(AIM OF THE TASK)
Rewrite only the material between the lines holding "Dataset: internal_v3 | class: industrial" and "xmin=27 ymin=116 xmax=54 ymax=121", inclusive, requests and all, and increase every box coordinate in the answers by 30.

-- begin STORED RECORDS --

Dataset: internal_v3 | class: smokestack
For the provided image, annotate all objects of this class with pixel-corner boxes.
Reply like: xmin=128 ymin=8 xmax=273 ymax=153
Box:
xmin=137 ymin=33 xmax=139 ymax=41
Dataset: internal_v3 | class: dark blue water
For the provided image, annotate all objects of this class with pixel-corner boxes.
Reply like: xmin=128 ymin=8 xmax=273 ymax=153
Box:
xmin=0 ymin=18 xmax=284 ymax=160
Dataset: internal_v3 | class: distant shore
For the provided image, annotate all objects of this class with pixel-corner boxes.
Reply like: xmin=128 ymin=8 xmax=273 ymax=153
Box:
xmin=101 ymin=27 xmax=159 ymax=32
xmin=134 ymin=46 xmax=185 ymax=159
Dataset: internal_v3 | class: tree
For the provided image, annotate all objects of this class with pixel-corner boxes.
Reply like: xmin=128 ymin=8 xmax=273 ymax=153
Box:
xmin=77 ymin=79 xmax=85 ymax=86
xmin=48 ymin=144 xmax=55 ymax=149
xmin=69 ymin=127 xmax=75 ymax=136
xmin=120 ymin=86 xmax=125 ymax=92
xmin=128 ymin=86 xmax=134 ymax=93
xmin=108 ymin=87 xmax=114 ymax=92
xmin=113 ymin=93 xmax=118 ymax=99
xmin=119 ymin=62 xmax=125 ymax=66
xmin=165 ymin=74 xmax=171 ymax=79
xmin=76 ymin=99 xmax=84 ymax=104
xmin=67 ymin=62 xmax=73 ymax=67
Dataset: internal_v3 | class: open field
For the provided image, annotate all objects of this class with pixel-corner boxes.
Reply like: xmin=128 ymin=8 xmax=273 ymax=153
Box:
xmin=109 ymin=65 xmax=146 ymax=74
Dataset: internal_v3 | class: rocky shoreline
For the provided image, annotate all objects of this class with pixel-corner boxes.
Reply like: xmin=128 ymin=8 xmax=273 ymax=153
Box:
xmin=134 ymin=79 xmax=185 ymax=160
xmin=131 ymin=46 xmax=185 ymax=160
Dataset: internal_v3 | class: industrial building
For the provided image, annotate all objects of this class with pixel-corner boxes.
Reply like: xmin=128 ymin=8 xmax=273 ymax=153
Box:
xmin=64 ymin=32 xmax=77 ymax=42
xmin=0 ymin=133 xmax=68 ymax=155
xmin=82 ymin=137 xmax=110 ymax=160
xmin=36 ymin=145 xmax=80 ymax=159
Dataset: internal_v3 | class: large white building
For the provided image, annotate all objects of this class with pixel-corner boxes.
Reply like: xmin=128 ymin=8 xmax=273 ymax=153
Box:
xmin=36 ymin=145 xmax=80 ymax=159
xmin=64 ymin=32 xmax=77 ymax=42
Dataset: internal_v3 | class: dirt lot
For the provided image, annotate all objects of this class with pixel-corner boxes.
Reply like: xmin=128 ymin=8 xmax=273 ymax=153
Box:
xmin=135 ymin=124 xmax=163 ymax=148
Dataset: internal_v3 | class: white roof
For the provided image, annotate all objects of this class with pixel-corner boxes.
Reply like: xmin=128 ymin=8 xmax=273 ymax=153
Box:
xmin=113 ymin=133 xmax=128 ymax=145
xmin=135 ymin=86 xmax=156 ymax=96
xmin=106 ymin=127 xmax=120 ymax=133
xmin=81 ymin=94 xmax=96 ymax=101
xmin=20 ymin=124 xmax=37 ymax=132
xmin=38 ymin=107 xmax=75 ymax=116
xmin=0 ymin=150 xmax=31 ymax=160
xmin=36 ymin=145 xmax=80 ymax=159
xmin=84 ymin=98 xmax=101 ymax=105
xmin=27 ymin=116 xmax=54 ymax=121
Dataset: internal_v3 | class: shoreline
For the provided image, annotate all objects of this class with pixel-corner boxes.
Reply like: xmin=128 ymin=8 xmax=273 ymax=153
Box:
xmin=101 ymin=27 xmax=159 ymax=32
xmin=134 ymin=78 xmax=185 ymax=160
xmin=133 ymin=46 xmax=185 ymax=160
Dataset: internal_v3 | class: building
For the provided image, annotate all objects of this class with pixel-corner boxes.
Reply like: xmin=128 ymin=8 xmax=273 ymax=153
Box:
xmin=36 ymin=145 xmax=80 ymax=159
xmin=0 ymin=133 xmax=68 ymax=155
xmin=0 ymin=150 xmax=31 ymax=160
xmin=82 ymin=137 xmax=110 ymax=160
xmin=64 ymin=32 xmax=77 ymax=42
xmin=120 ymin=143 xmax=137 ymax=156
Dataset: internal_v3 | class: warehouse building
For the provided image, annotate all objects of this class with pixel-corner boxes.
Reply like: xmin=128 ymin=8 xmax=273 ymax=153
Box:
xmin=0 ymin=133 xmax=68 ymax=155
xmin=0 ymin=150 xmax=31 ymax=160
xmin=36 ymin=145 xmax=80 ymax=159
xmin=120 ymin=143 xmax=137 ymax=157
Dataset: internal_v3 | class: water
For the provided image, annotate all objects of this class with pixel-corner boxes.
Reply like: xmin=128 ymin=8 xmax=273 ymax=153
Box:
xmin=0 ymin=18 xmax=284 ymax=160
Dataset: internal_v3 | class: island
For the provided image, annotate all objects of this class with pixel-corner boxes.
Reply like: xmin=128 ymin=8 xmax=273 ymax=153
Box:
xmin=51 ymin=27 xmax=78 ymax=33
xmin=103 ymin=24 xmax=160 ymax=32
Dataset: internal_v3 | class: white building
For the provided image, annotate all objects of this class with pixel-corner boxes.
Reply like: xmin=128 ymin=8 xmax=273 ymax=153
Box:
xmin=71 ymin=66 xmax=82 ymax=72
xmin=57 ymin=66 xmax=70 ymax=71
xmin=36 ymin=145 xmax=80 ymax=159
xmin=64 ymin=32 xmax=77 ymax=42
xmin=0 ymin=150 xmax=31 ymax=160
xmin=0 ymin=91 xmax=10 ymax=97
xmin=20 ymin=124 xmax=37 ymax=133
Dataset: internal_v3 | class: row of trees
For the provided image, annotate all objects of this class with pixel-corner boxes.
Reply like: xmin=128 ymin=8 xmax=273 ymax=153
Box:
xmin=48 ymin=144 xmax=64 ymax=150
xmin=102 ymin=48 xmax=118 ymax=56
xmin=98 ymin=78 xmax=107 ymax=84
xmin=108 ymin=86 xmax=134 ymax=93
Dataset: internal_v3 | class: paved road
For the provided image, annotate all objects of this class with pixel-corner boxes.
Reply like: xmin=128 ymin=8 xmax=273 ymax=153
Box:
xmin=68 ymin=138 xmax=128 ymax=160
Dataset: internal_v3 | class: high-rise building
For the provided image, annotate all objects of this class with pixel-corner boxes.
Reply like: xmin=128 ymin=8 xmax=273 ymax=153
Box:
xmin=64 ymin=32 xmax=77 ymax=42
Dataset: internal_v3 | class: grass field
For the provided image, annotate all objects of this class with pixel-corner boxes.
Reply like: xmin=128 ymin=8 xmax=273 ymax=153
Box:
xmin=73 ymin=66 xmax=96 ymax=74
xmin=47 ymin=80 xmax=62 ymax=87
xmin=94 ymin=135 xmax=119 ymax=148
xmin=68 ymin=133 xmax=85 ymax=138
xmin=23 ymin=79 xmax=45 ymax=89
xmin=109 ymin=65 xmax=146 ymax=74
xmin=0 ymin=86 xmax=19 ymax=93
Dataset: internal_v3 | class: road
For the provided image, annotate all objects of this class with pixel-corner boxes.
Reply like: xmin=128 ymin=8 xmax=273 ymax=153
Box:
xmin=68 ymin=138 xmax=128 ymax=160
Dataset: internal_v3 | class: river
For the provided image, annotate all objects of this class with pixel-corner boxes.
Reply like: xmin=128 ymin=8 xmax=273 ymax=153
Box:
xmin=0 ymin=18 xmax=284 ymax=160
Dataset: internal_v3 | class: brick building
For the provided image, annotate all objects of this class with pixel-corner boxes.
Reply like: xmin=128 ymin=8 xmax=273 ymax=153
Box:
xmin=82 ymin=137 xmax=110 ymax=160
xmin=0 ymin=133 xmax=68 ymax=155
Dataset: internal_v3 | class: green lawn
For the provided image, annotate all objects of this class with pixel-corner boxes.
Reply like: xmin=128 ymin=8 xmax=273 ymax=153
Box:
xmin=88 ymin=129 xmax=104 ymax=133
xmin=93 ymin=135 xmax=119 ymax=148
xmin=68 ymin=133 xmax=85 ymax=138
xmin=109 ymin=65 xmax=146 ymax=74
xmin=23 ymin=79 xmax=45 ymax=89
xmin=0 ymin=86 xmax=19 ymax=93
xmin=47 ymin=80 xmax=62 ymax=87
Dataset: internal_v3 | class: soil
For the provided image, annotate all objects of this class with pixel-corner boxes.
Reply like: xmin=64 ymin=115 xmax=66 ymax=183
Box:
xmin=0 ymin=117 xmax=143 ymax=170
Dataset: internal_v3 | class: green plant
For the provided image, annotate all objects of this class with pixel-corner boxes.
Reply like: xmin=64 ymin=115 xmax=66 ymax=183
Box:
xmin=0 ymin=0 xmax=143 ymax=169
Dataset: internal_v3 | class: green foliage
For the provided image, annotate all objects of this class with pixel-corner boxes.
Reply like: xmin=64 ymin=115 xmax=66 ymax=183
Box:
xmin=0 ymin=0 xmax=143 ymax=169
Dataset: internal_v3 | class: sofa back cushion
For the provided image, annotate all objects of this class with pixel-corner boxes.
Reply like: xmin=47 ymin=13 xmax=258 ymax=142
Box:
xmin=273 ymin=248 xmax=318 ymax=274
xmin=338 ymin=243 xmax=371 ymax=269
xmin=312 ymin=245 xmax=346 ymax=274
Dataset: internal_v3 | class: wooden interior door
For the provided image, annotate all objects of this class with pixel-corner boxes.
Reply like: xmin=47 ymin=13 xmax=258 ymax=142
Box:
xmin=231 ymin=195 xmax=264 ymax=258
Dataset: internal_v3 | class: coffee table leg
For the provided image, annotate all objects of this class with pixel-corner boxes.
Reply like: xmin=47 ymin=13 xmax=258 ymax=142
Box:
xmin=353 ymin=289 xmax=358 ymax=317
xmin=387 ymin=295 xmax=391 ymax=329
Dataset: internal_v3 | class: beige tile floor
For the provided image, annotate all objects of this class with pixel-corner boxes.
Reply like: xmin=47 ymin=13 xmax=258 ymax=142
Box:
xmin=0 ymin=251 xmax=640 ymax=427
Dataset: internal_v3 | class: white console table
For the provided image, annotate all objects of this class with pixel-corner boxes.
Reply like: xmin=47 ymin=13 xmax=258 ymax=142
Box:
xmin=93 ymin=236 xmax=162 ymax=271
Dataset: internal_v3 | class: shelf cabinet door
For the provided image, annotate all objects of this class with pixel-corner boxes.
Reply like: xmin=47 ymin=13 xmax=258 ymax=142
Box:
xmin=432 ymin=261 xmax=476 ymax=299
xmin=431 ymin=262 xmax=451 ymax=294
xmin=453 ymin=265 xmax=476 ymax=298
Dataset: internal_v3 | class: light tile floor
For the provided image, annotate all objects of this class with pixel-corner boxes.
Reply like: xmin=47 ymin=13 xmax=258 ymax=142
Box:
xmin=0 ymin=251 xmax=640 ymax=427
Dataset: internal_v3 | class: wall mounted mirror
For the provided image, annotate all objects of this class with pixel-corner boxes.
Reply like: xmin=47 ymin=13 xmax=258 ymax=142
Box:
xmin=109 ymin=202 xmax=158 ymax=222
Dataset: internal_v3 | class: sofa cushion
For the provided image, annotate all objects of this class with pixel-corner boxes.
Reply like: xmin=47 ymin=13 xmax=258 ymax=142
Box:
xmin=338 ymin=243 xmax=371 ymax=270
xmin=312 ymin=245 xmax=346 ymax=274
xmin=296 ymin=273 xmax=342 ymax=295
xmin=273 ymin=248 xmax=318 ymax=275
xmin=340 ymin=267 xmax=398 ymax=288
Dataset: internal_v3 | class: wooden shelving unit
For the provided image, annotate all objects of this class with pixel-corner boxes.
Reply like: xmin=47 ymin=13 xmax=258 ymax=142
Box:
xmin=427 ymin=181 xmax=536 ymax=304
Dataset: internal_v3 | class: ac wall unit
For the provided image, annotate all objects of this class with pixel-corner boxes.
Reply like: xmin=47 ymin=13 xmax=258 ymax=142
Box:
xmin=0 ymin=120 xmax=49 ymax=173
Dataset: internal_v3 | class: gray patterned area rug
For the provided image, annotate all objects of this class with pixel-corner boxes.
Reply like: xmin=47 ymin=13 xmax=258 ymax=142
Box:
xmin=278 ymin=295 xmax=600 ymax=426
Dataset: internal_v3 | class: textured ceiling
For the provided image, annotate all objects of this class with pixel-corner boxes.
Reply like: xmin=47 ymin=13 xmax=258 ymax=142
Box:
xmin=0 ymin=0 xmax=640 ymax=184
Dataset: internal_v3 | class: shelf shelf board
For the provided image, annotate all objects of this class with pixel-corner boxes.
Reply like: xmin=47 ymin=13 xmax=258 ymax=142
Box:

-- end STORED RECORDS --

(EXERCISE RESPONSE)
Dataset: internal_v3 | class: industrial building
For the provided image, annotate all objects of this class with pixel-corner boxes.
Reply like: xmin=128 ymin=8 xmax=273 ymax=153
Box:
xmin=94 ymin=62 xmax=107 ymax=72
xmin=30 ymin=163 xmax=98 ymax=185
xmin=112 ymin=167 xmax=140 ymax=190
xmin=66 ymin=175 xmax=110 ymax=189
Dataset: internal_v3 | class: large white building
For the provided image, annotate all objects of this class with pixel-corner boxes.
Reply like: xmin=128 ymin=8 xmax=273 ymax=153
Box:
xmin=66 ymin=175 xmax=110 ymax=189
xmin=94 ymin=62 xmax=107 ymax=72
Dataset: internal_v3 | class: dirt lot
For the provided image, annotate all objects of this class with pixel-corner boxes.
Reply like: xmin=128 ymin=8 xmax=273 ymax=153
Box:
xmin=165 ymin=154 xmax=193 ymax=178
Dataset: internal_v3 | class: white roof
For the provided image, annotate all objects of this class with pixel-corner boxes.
Reply like: xmin=128 ymin=8 xmax=273 ymax=153
Box:
xmin=143 ymin=163 xmax=158 ymax=175
xmin=165 ymin=116 xmax=186 ymax=126
xmin=136 ymin=157 xmax=150 ymax=163
xmin=111 ymin=124 xmax=126 ymax=131
xmin=50 ymin=154 xmax=67 ymax=162
xmin=68 ymin=137 xmax=105 ymax=146
xmin=30 ymin=180 xmax=61 ymax=190
xmin=66 ymin=175 xmax=110 ymax=189
xmin=114 ymin=128 xmax=131 ymax=135
xmin=57 ymin=146 xmax=84 ymax=151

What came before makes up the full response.